WHAT IS REQUIRED: Please write out the rows below verbatim, from their first line through the line containing "Outline every instance of the ceiling fan.", with both of those lines included.

SUPPLIED INFORMATION:
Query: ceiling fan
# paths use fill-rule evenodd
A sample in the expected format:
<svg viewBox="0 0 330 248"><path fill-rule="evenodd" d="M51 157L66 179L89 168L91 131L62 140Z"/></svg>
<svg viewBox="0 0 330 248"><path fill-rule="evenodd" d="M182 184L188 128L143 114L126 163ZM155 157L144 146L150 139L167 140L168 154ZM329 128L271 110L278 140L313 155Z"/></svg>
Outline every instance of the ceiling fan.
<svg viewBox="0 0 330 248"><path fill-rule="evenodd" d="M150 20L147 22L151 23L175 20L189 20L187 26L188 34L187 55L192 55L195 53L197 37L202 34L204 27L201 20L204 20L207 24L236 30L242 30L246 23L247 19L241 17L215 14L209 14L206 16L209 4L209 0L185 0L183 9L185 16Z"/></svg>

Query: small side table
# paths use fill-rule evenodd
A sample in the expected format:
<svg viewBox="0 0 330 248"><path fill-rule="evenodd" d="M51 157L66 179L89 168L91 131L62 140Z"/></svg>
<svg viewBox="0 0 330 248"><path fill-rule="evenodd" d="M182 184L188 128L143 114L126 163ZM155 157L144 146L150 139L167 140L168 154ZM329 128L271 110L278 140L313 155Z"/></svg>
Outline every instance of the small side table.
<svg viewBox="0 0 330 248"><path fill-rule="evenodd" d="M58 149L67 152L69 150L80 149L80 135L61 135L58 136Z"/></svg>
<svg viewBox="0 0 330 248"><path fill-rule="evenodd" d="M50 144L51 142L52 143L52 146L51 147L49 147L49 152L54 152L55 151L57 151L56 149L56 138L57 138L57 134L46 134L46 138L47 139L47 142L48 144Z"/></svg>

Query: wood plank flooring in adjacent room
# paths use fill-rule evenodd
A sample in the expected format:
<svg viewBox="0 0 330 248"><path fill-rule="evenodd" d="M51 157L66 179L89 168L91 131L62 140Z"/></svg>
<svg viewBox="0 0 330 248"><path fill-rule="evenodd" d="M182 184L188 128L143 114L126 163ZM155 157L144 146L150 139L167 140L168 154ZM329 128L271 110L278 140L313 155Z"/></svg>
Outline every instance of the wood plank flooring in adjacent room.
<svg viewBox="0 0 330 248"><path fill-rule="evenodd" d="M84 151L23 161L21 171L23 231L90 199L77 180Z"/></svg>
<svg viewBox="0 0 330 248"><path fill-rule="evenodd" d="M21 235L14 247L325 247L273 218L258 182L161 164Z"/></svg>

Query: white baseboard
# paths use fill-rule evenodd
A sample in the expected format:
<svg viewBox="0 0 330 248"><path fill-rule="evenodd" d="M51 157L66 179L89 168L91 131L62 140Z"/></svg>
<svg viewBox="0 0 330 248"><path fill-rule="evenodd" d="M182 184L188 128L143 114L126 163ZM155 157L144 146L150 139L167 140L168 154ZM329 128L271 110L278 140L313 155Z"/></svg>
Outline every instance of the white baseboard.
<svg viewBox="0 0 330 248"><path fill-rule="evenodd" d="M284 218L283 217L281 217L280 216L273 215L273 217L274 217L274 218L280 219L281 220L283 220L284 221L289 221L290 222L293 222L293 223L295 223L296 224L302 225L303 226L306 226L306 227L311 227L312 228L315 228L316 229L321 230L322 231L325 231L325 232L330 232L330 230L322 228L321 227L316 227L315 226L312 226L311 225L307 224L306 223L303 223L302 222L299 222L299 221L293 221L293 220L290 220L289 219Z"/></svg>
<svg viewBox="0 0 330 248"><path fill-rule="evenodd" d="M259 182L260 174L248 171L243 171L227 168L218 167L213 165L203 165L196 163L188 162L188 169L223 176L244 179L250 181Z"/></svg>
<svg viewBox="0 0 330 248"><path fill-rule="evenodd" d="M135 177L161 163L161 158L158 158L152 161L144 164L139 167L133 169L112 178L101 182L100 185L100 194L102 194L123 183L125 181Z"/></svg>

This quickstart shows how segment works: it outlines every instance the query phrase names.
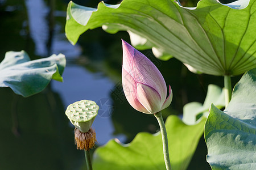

FINAL RESULT:
Query: ceiling fan
# paths use fill-rule evenodd
A sample in the expected format:
<svg viewBox="0 0 330 248"><path fill-rule="evenodd" d="M51 157L66 179L89 168L91 131L62 140Z"/></svg>
<svg viewBox="0 0 330 248"><path fill-rule="evenodd" d="M182 184L188 128L143 114L126 163ZM155 157L144 146L150 139L167 140L168 154ZM329 128L271 110L278 140L313 155Z"/></svg>
Outline every instance of the ceiling fan.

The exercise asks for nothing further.